YOUR OBJECTIVE => Beginning with the line that holds "Might I trouble you for the coordinates of the white and", set down each line of the data below through the very last, exactly as given, and nothing beyond that.

SUPPLIED MATERIAL =>
__________________________________________________
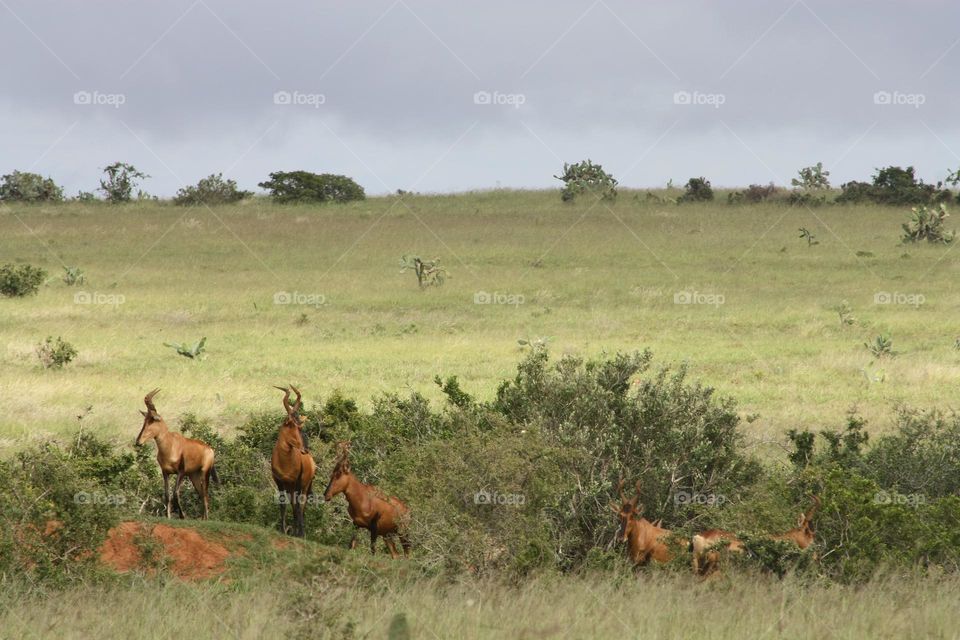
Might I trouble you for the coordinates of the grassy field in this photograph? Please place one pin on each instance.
(587, 277)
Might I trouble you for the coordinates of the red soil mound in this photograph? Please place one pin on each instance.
(186, 553)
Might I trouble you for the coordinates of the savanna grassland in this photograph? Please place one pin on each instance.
(314, 295)
(589, 279)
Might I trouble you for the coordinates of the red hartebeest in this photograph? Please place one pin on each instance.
(292, 465)
(369, 508)
(706, 546)
(645, 539)
(178, 455)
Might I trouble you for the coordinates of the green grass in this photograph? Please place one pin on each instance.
(592, 279)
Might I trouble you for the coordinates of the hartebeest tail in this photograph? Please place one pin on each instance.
(292, 465)
(369, 508)
(707, 545)
(177, 455)
(645, 540)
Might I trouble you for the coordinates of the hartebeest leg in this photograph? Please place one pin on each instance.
(166, 494)
(176, 492)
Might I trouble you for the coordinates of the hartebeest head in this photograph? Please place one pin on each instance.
(340, 477)
(153, 424)
(294, 421)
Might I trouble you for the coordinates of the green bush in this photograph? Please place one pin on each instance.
(22, 186)
(211, 190)
(585, 177)
(697, 190)
(303, 186)
(22, 281)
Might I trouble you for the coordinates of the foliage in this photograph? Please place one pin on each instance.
(119, 181)
(54, 354)
(429, 272)
(196, 351)
(21, 186)
(22, 281)
(211, 190)
(928, 224)
(697, 190)
(303, 186)
(586, 177)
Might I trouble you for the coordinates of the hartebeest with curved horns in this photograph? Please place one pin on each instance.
(645, 539)
(292, 465)
(368, 506)
(706, 546)
(179, 455)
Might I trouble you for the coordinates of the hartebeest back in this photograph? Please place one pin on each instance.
(292, 465)
(707, 545)
(645, 539)
(368, 506)
(178, 455)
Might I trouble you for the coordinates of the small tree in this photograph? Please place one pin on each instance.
(303, 186)
(29, 187)
(697, 190)
(586, 177)
(211, 190)
(120, 180)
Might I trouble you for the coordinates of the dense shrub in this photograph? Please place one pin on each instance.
(22, 281)
(893, 186)
(21, 186)
(586, 177)
(211, 190)
(697, 190)
(303, 186)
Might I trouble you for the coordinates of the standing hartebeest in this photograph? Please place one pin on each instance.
(706, 546)
(645, 539)
(180, 455)
(369, 508)
(292, 465)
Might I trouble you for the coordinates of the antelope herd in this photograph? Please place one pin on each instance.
(382, 515)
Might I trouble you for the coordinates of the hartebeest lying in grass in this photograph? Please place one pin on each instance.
(292, 465)
(645, 539)
(706, 546)
(369, 508)
(178, 455)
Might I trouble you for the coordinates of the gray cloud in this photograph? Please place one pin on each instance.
(796, 82)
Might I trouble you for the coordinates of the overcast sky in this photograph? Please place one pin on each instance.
(450, 96)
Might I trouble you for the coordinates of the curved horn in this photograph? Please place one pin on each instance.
(148, 400)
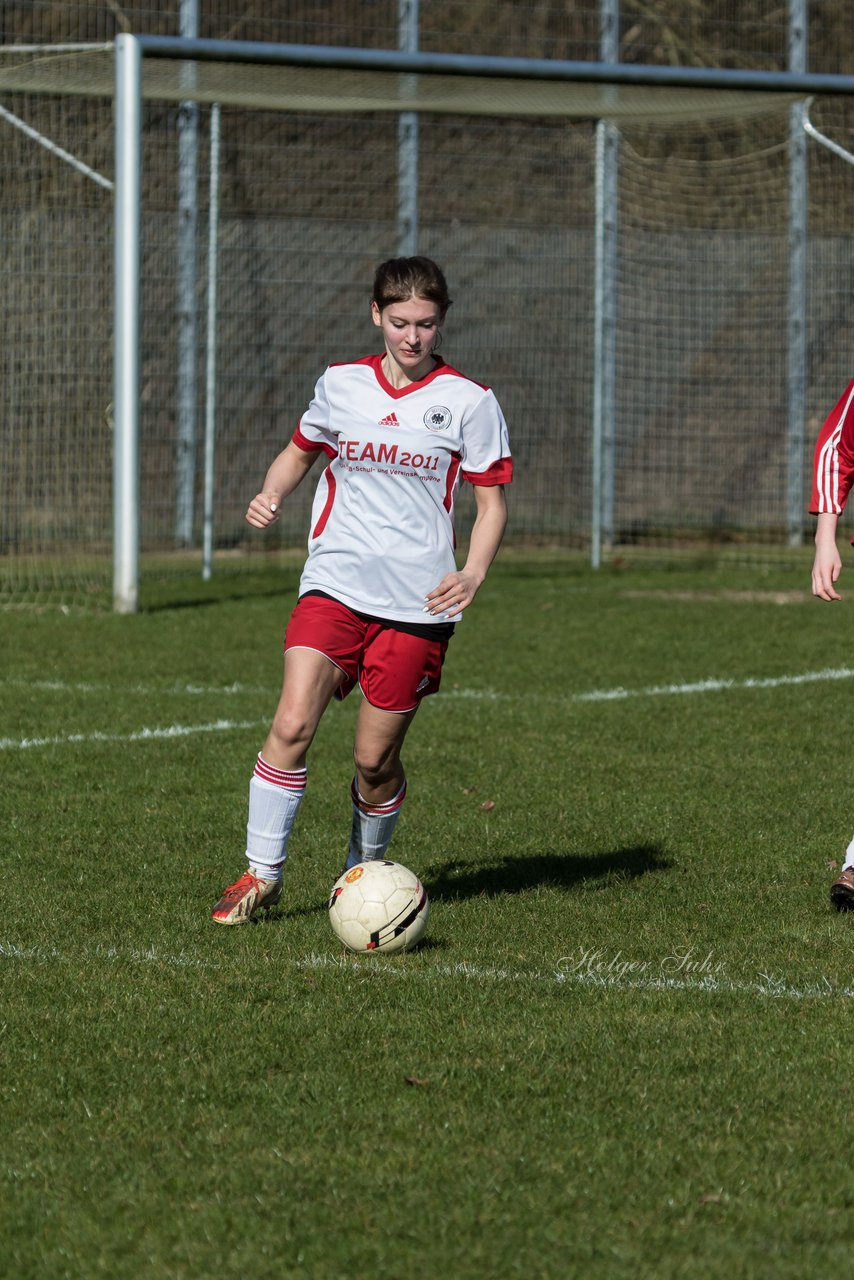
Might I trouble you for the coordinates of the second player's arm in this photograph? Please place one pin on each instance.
(827, 563)
(283, 476)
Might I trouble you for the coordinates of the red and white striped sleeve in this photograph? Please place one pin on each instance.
(834, 457)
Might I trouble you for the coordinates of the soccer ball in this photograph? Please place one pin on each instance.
(379, 906)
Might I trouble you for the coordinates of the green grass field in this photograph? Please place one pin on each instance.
(622, 1048)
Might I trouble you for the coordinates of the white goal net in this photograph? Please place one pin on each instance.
(307, 190)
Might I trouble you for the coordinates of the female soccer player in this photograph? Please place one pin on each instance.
(832, 478)
(380, 592)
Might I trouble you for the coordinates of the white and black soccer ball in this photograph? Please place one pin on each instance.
(379, 906)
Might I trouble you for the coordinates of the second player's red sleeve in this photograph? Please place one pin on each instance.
(834, 457)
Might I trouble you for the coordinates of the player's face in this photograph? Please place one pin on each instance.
(410, 330)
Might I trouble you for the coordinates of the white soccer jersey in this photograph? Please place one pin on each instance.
(382, 522)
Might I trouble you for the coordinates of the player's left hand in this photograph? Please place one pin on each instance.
(452, 595)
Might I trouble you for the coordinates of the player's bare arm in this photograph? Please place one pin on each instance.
(827, 563)
(459, 589)
(286, 472)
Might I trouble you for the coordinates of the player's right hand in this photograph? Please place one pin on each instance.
(263, 510)
(826, 568)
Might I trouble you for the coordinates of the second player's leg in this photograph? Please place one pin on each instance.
(379, 786)
(307, 686)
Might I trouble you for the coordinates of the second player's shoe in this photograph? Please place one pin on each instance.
__________________________________________________
SOLUTION TO THIS EXERCISE =>
Might I trouble you for the coordinates of the white and black soccer ball in this photograph? Please place one pin on each instance.
(379, 906)
Might I trouble you for the coordinates of the second player's red sleeve in this photograph? Please place one pin on each instance.
(834, 457)
Might I trouble you for the coordinates of the player's face in this photograph? Please place one pin on each instance.
(410, 330)
Might I trouble you for the coordinates of the white soccer jersey in this photograph? Please place one pin on each instance.
(382, 522)
Might I trouble you for the coordinates of the player's left hand in this photograph? Please place one pin on each instance.
(452, 595)
Might I trouble you for the coordinates of the player's bare arm in this photograph? Please place one pin on each instance.
(827, 563)
(459, 589)
(286, 472)
Might I trouble you for the coordinates of the player's right hand in this photograph? Please place one pin on each instance.
(263, 510)
(826, 568)
Might I trouble you for the coordinates of the second player's leg in this photograph? Please place one pin on each instance.
(379, 786)
(307, 686)
Might I trouble you for the coordinates of the second player's shoe in this photograph? Please place one pin on each instance.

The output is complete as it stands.